- **REQUIRED TASK**: Repeat the rows from the line containing "TARGET = green stem" up to and including the last line of the rows.

- **WORKING DATA**:

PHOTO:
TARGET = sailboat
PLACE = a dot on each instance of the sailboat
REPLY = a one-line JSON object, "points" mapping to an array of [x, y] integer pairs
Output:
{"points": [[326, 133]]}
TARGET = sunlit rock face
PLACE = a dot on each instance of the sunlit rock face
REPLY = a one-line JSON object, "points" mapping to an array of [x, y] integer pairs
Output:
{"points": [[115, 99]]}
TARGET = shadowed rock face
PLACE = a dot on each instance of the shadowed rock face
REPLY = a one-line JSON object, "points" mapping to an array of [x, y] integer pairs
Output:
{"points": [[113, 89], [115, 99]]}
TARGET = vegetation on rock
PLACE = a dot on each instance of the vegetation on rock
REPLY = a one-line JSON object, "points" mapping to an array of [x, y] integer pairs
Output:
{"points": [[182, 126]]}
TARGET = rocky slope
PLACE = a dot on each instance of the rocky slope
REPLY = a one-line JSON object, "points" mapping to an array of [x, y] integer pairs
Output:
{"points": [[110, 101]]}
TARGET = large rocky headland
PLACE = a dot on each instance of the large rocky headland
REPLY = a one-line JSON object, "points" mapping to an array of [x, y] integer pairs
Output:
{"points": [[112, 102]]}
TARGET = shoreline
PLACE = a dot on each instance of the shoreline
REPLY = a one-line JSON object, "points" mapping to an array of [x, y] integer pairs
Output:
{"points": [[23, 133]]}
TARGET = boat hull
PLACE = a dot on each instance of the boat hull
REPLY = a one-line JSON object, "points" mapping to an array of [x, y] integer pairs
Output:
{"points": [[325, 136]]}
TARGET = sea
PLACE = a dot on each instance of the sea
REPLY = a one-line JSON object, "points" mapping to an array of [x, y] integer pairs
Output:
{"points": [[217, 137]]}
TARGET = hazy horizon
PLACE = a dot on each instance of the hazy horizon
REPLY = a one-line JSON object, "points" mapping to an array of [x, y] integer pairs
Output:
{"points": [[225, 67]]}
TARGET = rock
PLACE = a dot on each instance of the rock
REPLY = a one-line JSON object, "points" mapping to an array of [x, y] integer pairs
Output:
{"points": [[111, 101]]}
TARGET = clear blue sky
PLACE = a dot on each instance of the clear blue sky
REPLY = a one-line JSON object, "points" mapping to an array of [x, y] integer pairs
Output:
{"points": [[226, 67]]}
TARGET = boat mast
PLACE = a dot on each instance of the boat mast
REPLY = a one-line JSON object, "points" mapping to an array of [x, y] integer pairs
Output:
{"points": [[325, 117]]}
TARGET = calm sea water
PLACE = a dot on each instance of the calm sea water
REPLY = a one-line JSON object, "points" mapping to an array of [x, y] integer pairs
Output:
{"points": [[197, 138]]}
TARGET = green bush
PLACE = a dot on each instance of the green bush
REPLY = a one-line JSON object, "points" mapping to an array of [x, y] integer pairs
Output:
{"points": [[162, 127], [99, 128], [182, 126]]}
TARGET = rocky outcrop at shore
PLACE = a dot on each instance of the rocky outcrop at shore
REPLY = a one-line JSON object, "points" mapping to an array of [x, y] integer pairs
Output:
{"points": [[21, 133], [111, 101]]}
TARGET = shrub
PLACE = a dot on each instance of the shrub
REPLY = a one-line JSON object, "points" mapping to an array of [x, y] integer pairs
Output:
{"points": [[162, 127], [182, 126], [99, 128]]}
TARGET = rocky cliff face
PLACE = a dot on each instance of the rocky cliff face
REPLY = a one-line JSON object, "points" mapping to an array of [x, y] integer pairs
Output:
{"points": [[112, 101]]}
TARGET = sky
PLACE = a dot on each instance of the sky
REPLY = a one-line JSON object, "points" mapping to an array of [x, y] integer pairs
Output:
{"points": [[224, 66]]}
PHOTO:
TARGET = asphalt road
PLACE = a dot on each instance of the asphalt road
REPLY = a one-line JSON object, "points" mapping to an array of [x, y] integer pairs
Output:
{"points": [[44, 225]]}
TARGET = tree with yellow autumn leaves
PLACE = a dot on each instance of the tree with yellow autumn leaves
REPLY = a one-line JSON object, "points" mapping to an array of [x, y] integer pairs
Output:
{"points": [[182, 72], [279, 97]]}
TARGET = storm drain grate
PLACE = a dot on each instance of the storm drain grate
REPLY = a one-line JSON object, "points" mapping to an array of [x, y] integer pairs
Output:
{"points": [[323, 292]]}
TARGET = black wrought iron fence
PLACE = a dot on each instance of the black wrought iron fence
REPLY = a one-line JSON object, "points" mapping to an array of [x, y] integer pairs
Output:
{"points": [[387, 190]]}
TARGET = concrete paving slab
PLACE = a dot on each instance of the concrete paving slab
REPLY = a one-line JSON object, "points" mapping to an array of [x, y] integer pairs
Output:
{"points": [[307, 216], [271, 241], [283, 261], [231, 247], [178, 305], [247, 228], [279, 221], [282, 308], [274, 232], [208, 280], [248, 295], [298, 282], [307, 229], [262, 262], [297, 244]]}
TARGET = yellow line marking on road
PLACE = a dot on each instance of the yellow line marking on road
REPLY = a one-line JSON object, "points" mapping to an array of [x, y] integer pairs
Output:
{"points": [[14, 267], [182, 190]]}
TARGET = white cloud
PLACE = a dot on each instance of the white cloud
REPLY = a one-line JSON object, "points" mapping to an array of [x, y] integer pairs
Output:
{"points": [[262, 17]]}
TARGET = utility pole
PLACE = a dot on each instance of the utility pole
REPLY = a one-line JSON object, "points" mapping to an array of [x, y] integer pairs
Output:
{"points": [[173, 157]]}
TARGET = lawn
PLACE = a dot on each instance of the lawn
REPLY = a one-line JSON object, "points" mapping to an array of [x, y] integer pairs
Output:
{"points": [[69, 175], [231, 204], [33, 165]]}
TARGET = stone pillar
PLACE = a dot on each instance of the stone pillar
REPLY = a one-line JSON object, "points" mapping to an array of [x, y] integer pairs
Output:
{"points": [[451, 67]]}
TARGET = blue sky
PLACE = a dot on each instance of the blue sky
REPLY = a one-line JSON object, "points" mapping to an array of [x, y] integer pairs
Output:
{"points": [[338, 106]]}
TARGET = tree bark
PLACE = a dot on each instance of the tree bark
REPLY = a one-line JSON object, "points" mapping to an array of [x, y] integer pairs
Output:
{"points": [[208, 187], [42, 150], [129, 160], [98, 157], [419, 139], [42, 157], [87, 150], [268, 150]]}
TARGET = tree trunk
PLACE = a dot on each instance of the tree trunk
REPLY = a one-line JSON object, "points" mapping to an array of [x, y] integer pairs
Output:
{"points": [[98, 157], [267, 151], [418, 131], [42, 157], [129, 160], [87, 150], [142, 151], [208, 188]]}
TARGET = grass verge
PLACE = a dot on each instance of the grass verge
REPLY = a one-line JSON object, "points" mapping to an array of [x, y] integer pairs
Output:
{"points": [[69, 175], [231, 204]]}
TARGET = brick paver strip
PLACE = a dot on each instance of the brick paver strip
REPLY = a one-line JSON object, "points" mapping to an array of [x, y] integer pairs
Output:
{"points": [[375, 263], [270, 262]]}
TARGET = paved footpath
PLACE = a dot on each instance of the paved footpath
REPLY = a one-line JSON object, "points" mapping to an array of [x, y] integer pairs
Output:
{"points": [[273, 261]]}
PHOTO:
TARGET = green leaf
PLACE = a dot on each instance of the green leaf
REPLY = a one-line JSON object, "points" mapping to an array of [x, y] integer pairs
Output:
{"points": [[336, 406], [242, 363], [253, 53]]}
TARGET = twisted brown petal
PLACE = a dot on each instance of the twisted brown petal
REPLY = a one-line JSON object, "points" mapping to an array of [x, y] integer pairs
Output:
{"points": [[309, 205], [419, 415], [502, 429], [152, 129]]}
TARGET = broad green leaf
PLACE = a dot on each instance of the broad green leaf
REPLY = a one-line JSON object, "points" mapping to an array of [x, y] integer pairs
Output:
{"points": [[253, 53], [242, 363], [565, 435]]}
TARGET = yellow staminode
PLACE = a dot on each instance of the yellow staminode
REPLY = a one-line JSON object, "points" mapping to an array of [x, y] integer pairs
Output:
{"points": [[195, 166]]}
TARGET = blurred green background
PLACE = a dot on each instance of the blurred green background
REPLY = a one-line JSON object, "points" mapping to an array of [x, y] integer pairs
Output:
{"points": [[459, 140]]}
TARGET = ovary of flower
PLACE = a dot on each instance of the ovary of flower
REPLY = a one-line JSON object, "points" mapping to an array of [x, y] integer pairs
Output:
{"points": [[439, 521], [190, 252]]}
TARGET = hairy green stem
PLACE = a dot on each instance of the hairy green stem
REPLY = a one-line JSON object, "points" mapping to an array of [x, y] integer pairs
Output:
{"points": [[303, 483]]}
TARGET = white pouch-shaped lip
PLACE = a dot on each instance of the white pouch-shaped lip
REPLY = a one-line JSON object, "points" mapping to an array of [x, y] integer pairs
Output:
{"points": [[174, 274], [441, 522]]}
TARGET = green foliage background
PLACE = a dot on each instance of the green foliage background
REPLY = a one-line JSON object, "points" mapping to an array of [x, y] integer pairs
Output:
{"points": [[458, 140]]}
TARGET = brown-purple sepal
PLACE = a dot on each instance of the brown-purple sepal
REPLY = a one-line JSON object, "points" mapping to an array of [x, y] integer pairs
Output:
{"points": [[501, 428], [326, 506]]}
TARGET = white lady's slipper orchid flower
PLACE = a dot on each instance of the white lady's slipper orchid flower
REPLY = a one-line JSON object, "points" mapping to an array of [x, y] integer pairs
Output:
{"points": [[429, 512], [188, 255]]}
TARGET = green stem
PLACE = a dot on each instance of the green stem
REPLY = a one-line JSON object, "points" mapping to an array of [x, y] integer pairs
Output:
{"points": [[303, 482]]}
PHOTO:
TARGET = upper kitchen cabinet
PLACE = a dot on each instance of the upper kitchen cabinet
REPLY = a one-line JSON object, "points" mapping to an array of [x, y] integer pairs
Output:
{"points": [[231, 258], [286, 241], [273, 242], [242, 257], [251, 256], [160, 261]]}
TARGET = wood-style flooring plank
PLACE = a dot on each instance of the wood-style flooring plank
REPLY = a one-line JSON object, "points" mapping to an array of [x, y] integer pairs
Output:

- **SOLUTION**:
TARGET = green stem
PLACE = a dot on each instance of the green stem
REPLY = a one-line JSON object, "points" mapping to an array of [x, y] integer pairs
Output:
{"points": [[303, 482]]}
PHOTO:
TARGET = upper kitchen cabinet
PLACE = a dot on each instance of the upper kitchen cabinet
REPLY = a one-line JSON object, "points" mapping to an array of [x, y] integer pairs
Output:
{"points": [[231, 258], [286, 241], [273, 242], [242, 257], [251, 256], [160, 261]]}
TARGET = wood-style flooring plank
PLACE = a dot on each instance of the wood-style flooring plank
REPLY = a one-line JSON object, "points" mapping to an array of [x, y] integer pairs
Output:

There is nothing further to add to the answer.